▸ Assignment:
Every entry, from first to last, is to be retyped without any alteration.

▸ Study material:
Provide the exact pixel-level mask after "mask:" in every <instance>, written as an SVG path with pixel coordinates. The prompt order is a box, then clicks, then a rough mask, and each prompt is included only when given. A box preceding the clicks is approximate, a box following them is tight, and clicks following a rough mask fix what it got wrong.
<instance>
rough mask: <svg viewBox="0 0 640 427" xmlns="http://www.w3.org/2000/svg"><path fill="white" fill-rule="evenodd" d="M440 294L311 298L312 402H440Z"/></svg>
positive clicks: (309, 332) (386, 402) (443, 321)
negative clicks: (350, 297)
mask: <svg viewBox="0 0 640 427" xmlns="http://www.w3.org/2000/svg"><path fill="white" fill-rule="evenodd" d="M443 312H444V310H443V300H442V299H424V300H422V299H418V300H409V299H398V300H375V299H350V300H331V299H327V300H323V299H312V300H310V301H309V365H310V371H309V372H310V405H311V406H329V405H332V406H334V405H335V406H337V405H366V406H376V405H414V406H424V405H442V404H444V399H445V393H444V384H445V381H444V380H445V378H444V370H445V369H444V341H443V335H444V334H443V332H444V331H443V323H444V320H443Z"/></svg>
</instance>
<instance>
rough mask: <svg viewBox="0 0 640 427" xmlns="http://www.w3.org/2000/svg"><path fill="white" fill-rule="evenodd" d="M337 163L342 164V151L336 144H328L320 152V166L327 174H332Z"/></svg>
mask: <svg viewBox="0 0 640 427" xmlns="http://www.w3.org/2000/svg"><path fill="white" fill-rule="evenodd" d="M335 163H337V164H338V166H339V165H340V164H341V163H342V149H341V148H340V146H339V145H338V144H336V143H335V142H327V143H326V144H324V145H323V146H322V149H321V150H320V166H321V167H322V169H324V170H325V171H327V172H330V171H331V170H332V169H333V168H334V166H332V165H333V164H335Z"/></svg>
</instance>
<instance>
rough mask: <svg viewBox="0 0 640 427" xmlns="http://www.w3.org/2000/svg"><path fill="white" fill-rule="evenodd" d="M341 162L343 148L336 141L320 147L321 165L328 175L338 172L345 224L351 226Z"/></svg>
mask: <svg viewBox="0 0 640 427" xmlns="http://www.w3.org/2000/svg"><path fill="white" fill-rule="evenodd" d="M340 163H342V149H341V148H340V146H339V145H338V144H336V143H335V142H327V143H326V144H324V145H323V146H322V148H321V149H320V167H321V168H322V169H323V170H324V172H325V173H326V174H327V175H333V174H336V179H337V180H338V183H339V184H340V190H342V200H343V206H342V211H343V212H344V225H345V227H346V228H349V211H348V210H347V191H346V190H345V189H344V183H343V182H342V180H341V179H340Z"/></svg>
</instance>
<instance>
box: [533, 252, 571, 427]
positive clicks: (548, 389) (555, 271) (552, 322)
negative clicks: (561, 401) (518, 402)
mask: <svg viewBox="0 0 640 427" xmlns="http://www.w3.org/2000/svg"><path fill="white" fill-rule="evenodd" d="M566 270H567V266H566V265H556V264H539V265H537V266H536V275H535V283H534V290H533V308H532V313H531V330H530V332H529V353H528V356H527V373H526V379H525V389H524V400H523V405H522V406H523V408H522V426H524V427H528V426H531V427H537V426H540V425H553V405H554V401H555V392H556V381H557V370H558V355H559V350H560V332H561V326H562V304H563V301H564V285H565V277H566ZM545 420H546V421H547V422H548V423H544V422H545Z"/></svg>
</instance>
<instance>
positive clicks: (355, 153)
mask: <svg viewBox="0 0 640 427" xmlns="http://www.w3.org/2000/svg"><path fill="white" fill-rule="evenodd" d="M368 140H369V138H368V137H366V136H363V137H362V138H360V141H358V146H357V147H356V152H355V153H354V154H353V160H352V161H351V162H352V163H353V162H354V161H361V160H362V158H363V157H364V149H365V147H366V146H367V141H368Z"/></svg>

▸ Reply:
Provide the exact pixel-level mask after "mask:" in every <instance>, written as an SVG path with pixel coordinates. The prompt order is a box, then clicks, then a rough mask, and each prompt is included only when given. A box preceding the clicks is approximate, a box following them is tight, and clicks following a rough mask fix what it got wrong.
<instance>
rough mask: <svg viewBox="0 0 640 427" xmlns="http://www.w3.org/2000/svg"><path fill="white" fill-rule="evenodd" d="M440 294L311 298L312 402H440Z"/></svg>
positive clicks: (309, 332) (386, 402) (443, 321)
negative clicks: (350, 297)
mask: <svg viewBox="0 0 640 427" xmlns="http://www.w3.org/2000/svg"><path fill="white" fill-rule="evenodd" d="M443 312H444V310H443V300H442V299H424V300H422V299H418V300H409V299H398V300H375V299H350V300H331V299H327V300H323V299H312V300H310V301H309V365H310V371H309V372H310V405H311V406H329V405H332V406H334V405H335V406H337V405H366V406H376V405H414V406H424V405H442V404H444V399H445V393H444V384H445V381H444V380H445V378H444V370H445V369H444V341H443V335H444V334H443V332H444V331H443V323H444V320H443Z"/></svg>
</instance>
<instance>
rough mask: <svg viewBox="0 0 640 427" xmlns="http://www.w3.org/2000/svg"><path fill="white" fill-rule="evenodd" d="M337 163L342 164V151L336 144H328L320 152V166L327 174H332Z"/></svg>
mask: <svg viewBox="0 0 640 427" xmlns="http://www.w3.org/2000/svg"><path fill="white" fill-rule="evenodd" d="M335 163H337V164H338V166H339V165H340V164H341V163H342V149H341V148H340V146H339V145H338V144H336V143H335V142H327V143H326V144H324V145H323V146H322V149H321V150H320V166H321V167H322V169H324V170H325V171H327V172H330V171H331V170H332V169H333V168H334V166H332V165H333V164H335Z"/></svg>
</instance>
<instance>
rough mask: <svg viewBox="0 0 640 427" xmlns="http://www.w3.org/2000/svg"><path fill="white" fill-rule="evenodd" d="M341 162L343 148L336 141L320 147L321 165L328 175L338 172L345 224L351 226Z"/></svg>
mask: <svg viewBox="0 0 640 427" xmlns="http://www.w3.org/2000/svg"><path fill="white" fill-rule="evenodd" d="M340 163H342V149H341V148H340V146H339V145H338V144H336V143H335V142H327V143H326V144H324V145H323V146H322V148H321V149H320V167H321V168H322V169H323V170H324V172H325V173H326V174H327V175H333V174H336V179H337V180H338V183H339V184H340V190H342V200H343V206H342V211H343V212H344V225H345V227H346V228H349V211H348V210H347V191H346V190H345V189H344V183H343V182H342V180H341V179H340Z"/></svg>
</instance>
<instance>
box: [533, 252, 571, 427]
positive clicks: (548, 389) (555, 271) (552, 322)
negative clicks: (561, 401) (518, 402)
mask: <svg viewBox="0 0 640 427" xmlns="http://www.w3.org/2000/svg"><path fill="white" fill-rule="evenodd" d="M566 270H567V266H566V265H556V264H539V265H537V266H536V275H535V283H534V290H533V308H532V313H531V330H530V332H529V353H528V356H527V373H526V379H525V389H524V400H523V405H522V406H523V408H522V426H524V427H528V426H531V427H537V426H540V425H553V405H554V401H555V392H556V381H557V370H558V355H559V350H560V332H561V326H562V304H563V301H564V285H565V277H566ZM545 420H546V421H547V422H548V423H544V422H545Z"/></svg>
</instance>
<instance>
positive clicks: (355, 153)
mask: <svg viewBox="0 0 640 427" xmlns="http://www.w3.org/2000/svg"><path fill="white" fill-rule="evenodd" d="M368 140H369V138H368V137H366V136H363V137H362V138H360V141H358V146H357V147H356V152H355V153H354V154H353V160H352V161H351V162H352V163H353V162H354V161H361V160H362V158H363V157H364V149H365V147H366V146H367V141H368Z"/></svg>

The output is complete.